**What you need to do:** Scale the rows from the line with "Per instance of the wispy" to the line with "Per instance of the row", both ends included. Reproduce every one of those lines, requests too, with each answer coordinate multiplied by 2.2 and rounded to a whole number (halves round up), and output nothing else.
____ Provided information
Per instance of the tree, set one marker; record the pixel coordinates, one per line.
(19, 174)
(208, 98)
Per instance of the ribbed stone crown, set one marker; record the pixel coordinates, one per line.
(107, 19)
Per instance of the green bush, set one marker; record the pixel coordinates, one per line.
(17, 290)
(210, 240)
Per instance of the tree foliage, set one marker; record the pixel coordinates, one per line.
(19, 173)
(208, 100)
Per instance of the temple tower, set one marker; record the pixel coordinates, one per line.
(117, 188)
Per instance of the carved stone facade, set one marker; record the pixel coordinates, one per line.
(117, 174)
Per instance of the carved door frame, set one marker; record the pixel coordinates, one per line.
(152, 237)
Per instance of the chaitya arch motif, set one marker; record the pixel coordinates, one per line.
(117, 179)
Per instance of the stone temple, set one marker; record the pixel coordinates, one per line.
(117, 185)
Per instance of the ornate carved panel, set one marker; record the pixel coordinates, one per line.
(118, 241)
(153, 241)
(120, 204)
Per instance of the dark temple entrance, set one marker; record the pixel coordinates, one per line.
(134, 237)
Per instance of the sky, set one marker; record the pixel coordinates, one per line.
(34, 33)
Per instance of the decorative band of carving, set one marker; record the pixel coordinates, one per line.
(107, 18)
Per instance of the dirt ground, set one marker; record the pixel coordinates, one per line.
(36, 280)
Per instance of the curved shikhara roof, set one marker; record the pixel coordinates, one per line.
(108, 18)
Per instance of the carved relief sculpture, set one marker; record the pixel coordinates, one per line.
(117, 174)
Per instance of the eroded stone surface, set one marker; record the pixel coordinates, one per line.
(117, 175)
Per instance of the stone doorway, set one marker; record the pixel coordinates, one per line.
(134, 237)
________
____ Provided information
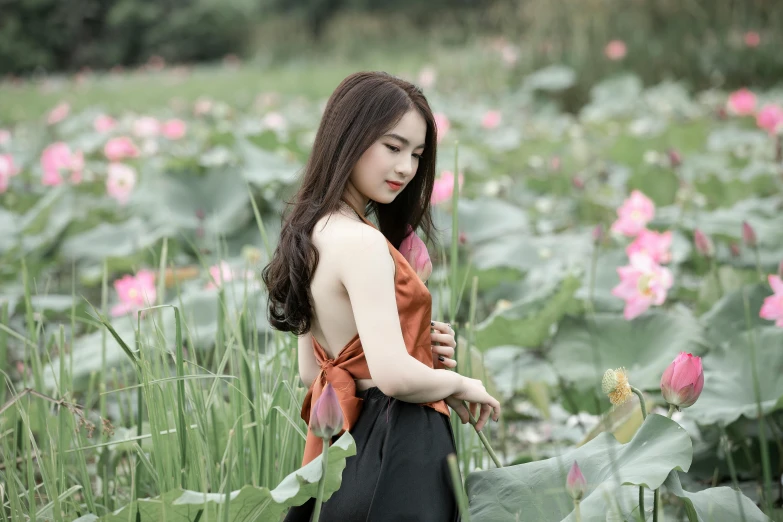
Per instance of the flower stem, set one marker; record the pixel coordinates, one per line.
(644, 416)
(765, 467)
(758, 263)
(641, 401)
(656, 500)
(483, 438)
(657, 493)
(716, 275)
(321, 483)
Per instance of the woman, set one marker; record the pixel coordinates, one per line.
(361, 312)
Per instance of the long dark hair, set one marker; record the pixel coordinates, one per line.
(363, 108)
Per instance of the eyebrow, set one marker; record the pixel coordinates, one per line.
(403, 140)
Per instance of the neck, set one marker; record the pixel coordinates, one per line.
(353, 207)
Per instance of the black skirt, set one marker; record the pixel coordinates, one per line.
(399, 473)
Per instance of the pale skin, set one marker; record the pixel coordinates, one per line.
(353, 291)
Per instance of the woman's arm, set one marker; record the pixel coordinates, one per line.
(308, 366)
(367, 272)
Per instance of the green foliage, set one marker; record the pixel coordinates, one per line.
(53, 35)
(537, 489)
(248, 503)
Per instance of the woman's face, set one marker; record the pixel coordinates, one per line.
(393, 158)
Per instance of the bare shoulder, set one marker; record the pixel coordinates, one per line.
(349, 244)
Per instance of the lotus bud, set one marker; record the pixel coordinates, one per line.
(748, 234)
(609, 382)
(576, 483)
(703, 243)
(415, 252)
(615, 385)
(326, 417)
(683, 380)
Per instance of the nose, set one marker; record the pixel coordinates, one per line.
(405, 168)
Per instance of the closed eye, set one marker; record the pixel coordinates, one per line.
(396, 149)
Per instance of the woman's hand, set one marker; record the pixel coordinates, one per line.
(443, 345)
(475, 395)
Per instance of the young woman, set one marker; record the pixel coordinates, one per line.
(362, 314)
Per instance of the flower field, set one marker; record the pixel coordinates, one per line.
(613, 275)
________
____ Provided information
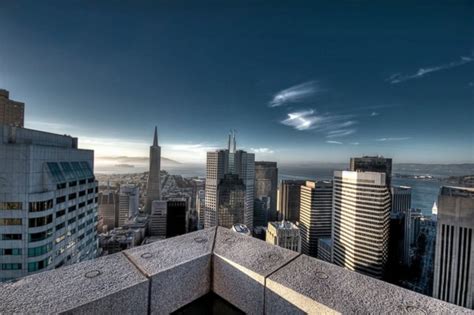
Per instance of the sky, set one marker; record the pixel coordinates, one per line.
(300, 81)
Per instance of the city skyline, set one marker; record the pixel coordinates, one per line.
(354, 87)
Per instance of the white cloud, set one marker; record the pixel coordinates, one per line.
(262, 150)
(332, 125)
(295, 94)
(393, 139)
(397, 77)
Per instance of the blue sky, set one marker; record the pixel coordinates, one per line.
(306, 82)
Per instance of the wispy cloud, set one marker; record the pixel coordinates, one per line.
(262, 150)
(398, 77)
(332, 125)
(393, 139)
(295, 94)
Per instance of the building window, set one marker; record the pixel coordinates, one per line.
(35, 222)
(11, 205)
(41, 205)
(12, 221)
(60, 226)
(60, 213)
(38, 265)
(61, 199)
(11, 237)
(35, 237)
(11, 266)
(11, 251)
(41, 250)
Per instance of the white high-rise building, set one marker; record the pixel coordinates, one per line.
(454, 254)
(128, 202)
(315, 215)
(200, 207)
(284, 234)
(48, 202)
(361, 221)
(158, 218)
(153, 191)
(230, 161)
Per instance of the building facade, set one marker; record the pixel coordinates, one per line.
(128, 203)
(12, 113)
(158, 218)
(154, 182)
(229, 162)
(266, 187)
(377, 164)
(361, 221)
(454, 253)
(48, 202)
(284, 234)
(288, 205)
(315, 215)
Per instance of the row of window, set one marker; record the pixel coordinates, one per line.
________
**The output:**
Per instance of the wispy cloud, set one marker; record the pixel coordinates, one per line.
(576, 330)
(876, 169)
(730, 275)
(865, 306)
(649, 207)
Per instance of the building window, set one marker; record the pixel coordinates, one per line.
(77, 488)
(24, 451)
(90, 451)
(26, 486)
(132, 497)
(132, 469)
(84, 583)
(134, 438)
(24, 521)
(77, 521)
(24, 585)
(24, 552)
(90, 550)
Per instance of the white high-rise building, set one marker; record the pixel coordinates, one per line.
(999, 559)
(282, 444)
(693, 473)
(440, 455)
(625, 515)
(106, 444)
(794, 486)
(348, 480)
(337, 420)
(506, 354)
Per instance of the building facade, set one marker; record the pixel coordinates, one per line.
(282, 447)
(26, 249)
(348, 480)
(339, 400)
(504, 356)
(585, 411)
(829, 361)
(794, 486)
(999, 557)
(106, 444)
(625, 515)
(634, 451)
(693, 473)
Per instance of the row of window, set one marker; record the pixel coordinates, one per line.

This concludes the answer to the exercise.